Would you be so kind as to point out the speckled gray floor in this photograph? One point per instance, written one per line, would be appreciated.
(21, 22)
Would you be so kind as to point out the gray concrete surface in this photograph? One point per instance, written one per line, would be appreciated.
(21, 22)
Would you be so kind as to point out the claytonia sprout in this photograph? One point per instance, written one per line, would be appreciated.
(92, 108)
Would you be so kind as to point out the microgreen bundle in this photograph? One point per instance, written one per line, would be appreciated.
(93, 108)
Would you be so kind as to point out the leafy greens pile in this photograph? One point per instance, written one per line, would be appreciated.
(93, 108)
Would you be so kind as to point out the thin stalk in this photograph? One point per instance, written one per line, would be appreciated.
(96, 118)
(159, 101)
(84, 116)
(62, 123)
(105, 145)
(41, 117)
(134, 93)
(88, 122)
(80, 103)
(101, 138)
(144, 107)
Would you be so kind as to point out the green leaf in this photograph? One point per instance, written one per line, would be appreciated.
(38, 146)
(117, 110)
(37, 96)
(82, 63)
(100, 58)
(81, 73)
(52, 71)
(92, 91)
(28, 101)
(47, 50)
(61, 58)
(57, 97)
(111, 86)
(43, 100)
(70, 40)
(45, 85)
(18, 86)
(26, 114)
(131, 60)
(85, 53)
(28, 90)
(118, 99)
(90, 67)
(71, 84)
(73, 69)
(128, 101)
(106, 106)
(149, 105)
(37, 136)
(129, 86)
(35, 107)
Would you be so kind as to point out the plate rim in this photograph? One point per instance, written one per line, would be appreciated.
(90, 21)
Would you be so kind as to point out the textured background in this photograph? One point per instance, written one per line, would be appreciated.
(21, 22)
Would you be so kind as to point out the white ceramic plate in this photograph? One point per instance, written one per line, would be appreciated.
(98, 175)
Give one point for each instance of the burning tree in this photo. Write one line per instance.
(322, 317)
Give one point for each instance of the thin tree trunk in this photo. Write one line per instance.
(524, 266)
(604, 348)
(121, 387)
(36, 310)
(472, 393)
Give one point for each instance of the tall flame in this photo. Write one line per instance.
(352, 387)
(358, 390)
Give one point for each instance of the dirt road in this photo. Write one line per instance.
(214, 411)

━━━

**WORK ITEM**
Set down the records again without altering a word.

**SOLUTION TO THE PROBLEM**
Would you be so kind as to point out the speckled gray floor in this photograph? One point per instance, written one per line, would be appreciated.
(21, 22)
Would you be so kind as to point out the gray concrete surface in this photograph? One point per instance, written one per line, would be appreciated.
(21, 22)
Would you be so kind as to point out the claytonia sprout in this photograph? One point per instance, written one per line, would be appreciated.
(92, 108)
Would you be so kind as to point out the microgreen bundle in this photograph? One point per instance, written one per line, would be appreciated.
(93, 108)
Would you be so kind as to point out the leafy greens pile in this photograph? One point per instance, written one per line, would be appreciated.
(93, 108)
Would you be so kind as to point out the thin stalk in this photograph? One point per instance, written one per line, would be appreciated.
(96, 118)
(159, 101)
(84, 116)
(62, 123)
(105, 145)
(41, 117)
(134, 93)
(88, 122)
(80, 103)
(101, 138)
(144, 107)
Would you be so kind as to point out the green leaf in this photograph? One point per instance, written one per line, would be appreciated.
(38, 146)
(117, 110)
(37, 96)
(82, 63)
(100, 58)
(81, 73)
(52, 71)
(92, 91)
(28, 101)
(47, 50)
(61, 58)
(57, 97)
(111, 86)
(43, 100)
(70, 40)
(45, 85)
(18, 86)
(26, 114)
(131, 60)
(85, 53)
(28, 90)
(118, 99)
(90, 67)
(71, 84)
(73, 69)
(128, 101)
(106, 106)
(149, 105)
(37, 136)
(129, 86)
(35, 107)
Would you be so kind as to point out the plate rim in this photograph? One point per instance, written one per line, would be appreciated.
(90, 21)
Would you be so kind as to point out the textured background in this photograph? One point per instance, written one per line, would be appreciated.
(21, 22)
Would you be so kind as to point out the white ceramic plate in this photograph? One point per instance, written one per line, would be appreciated.
(98, 175)
Give one point for each instance of the burning tree in this photo. Write one line per instance.
(322, 317)
Give one point for each instance of the thin tree trunk in this photo. Write one line per instance.
(524, 266)
(604, 348)
(121, 387)
(36, 310)
(472, 393)
Give one point for each instance of the tall flame in this photo. Write one line per instance.
(352, 387)
(358, 390)
Give one point for each instance of the dirt road in this photo. Write one line per instance.
(214, 411)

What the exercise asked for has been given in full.